Would 16 cogs and 1 MB of Hub be worth a speed reduction from 160 MHz to 120 MHz?
Plus the questions of higher price and larger package ?
Is there a 'killer app' that cannot work at 120MHz, but can at 160MHz ?
Is there a 'killer app' that needs 16 COGS and cannot work with 8 ?
The new GAP8 from Greenwaves, is somewhat similar to P2, but chases lower power.
This has 9 cores, 250MHz PLL, in compact QFN84, but seems light on peripheral support.
Chip,
Now you finally seem to be talking to the right people at OnSemi !
I presume the 120MHz question is because the routing length is the critical path in the larger die, whereas previously it was the ALU in the critical path?
Is it worth asking if they would build the wafers with 50/50 1MB 16 Cog and 256KB 4 Cog or some other ratio? Would there be any/much additional cost for this?
Were you really considering the interposer with SPI Flash?
If you did this, and if the connection was made to the external I/O P58-61 to the internal SPI, then it could be programmed as traditional SPI while holding the P2 in reset. When the P2 boots, it could load some of the SPI into the top of hub and start Cog 0 executing it (hub) as hubexec. This could mean that internal P2 ROM would not be required, and there would be no mask ROM to worry about getting it wrong. If you wanted a debugger or whatever, you could pre-program this in your factory when testing the chips.
It is no doubt too late, but have you asked what OnSemi's next smaller feature size (120nm/90nm?) costs? Just pondering if there was any benefit to go to a smaller feature size at this late stage for P2, and its' implications. Maybe we could get 250MHz???

_What to work on_
A) Translate into Spanish this sentence from the forum thread about the P2 chip: "Were you really considering the interposer with SPI Flash?"
B) According to the forum thread about the P2 chip, how many cores does the GAP8 from Greenwaves have?
C) Continue the forum thread about the P2 chip from where it stops.

_Dataset excerpts_

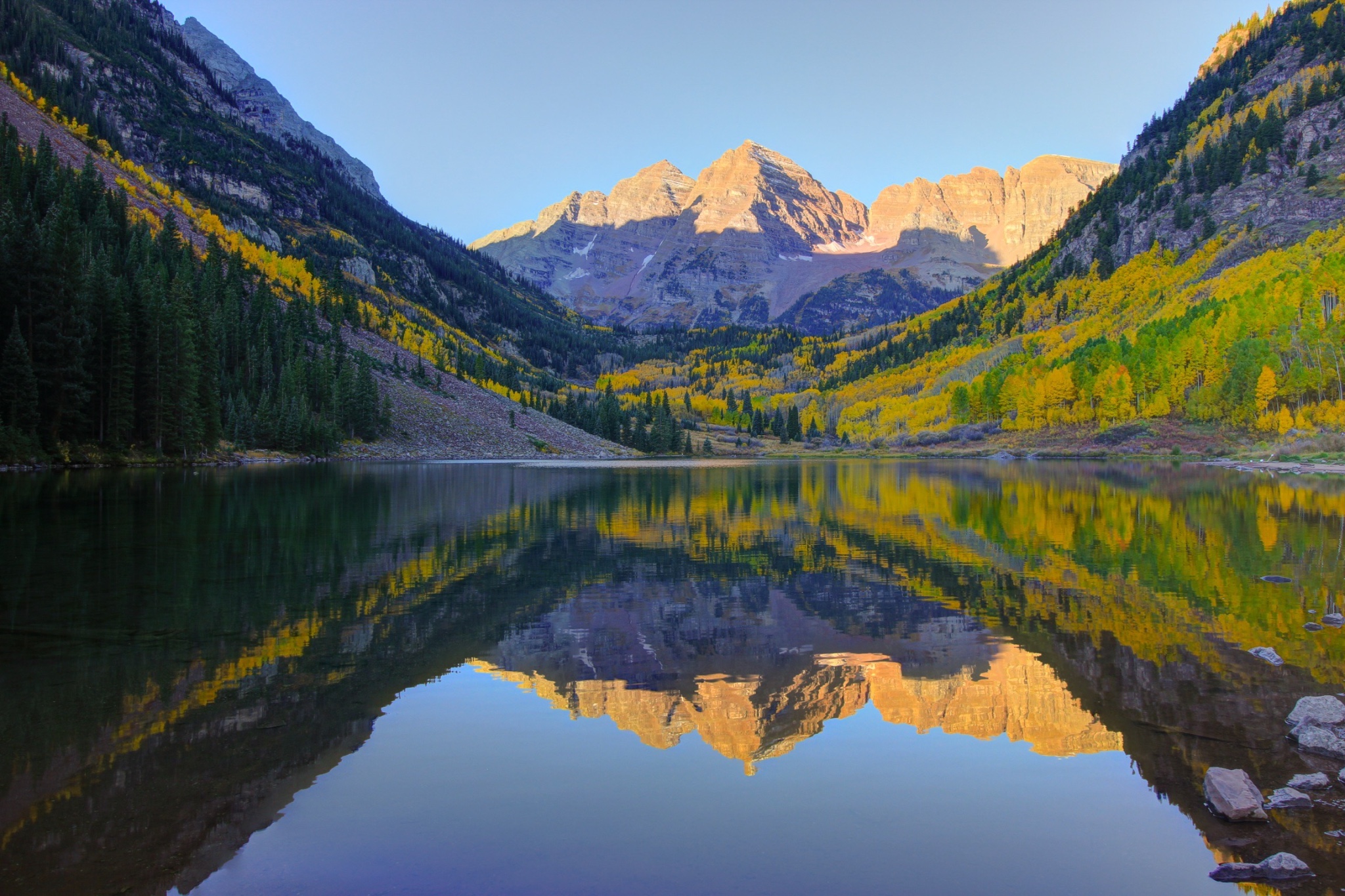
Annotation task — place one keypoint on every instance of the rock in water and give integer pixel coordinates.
(1268, 654)
(1278, 867)
(1325, 710)
(1315, 781)
(1231, 793)
(1324, 742)
(1289, 798)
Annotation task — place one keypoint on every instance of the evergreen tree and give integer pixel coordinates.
(18, 385)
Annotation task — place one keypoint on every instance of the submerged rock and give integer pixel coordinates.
(1231, 794)
(1268, 654)
(1278, 867)
(1324, 710)
(1289, 798)
(1324, 742)
(1314, 781)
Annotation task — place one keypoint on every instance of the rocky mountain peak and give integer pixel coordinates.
(264, 108)
(755, 234)
(758, 190)
(658, 191)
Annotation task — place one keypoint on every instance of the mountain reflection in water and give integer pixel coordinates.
(753, 673)
(183, 652)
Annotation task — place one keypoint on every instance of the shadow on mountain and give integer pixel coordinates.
(665, 272)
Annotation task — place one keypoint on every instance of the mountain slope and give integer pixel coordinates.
(755, 233)
(210, 128)
(100, 273)
(1192, 301)
(263, 106)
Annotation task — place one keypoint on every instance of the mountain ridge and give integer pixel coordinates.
(755, 233)
(263, 106)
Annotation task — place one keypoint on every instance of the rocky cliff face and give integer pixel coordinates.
(755, 234)
(264, 108)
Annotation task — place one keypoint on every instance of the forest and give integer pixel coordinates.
(118, 337)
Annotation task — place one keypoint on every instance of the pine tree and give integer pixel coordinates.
(18, 385)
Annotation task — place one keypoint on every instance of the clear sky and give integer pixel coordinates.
(477, 113)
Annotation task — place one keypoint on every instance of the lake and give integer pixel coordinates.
(720, 677)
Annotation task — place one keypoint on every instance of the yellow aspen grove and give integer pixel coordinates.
(1285, 422)
(1266, 390)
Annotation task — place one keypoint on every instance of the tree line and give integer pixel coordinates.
(119, 339)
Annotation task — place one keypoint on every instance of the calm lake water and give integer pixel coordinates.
(795, 677)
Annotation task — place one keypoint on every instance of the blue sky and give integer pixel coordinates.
(474, 114)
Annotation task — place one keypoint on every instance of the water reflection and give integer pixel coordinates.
(755, 673)
(183, 652)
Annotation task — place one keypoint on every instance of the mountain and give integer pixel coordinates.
(755, 233)
(261, 105)
(307, 310)
(1191, 303)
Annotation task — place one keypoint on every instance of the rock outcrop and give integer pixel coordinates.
(755, 238)
(264, 108)
(1231, 794)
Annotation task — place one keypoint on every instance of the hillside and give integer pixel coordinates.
(1192, 301)
(121, 147)
(757, 240)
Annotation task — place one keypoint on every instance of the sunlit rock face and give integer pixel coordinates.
(755, 233)
(753, 675)
(1007, 217)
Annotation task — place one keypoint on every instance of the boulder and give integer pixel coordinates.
(1268, 654)
(1289, 798)
(1278, 867)
(1315, 781)
(1325, 710)
(1231, 794)
(1324, 742)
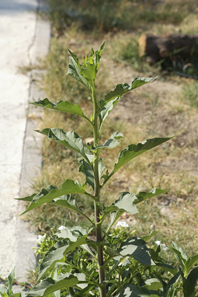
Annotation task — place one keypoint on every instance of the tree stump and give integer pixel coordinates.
(174, 46)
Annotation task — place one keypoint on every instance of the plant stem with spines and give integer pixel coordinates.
(97, 195)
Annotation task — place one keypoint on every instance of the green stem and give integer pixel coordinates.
(97, 199)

_Expected answers_
A) ¿Realmente estabas considerando el interposer con memoria Flash SPI?

B) It has 9 cores.

C)
Interestingly, according to Amkor datasheet specs, the second largest available exposed pad will be a square of 10.3mm x 10.3mm, associated with both LQFP and TQFP 14x14 body size dimensions.
If not the same, they are very similar with the ones already selected to assemble P2 dices.
The biggest one they offer, 11.0mm x 11.0mm, relates to the 28x28 body size package. Not a valuable increase, nor proportional with the increase in package dimensions.
Perhaps they could do a custom version for Parallax, but the extra tooling costs will apply, for sure.
Would 16 cogs and 1 MB of Hub be worth a speed reduction from 160 MHz to 120 MHz?
Wow, that is a dilemma.
A naive calculation shows that 8 * 160= 1280 and 16 * 120 = 1920 so clearly 16 cogs at the slower speed is 50% mo' better.
My humble attempt at an FFT on the Propeller https://github.com/ZiCog/fftbench runs faster with more COGs. Not linearly of course. I forget the figures but let's say spreading it over 4 COGS made it 3 times faster than one. That's great but using half your COGs to do an FFT is limiting what else you can do with the machine. In that case more COGs would be more better, even if they are each a bit slower.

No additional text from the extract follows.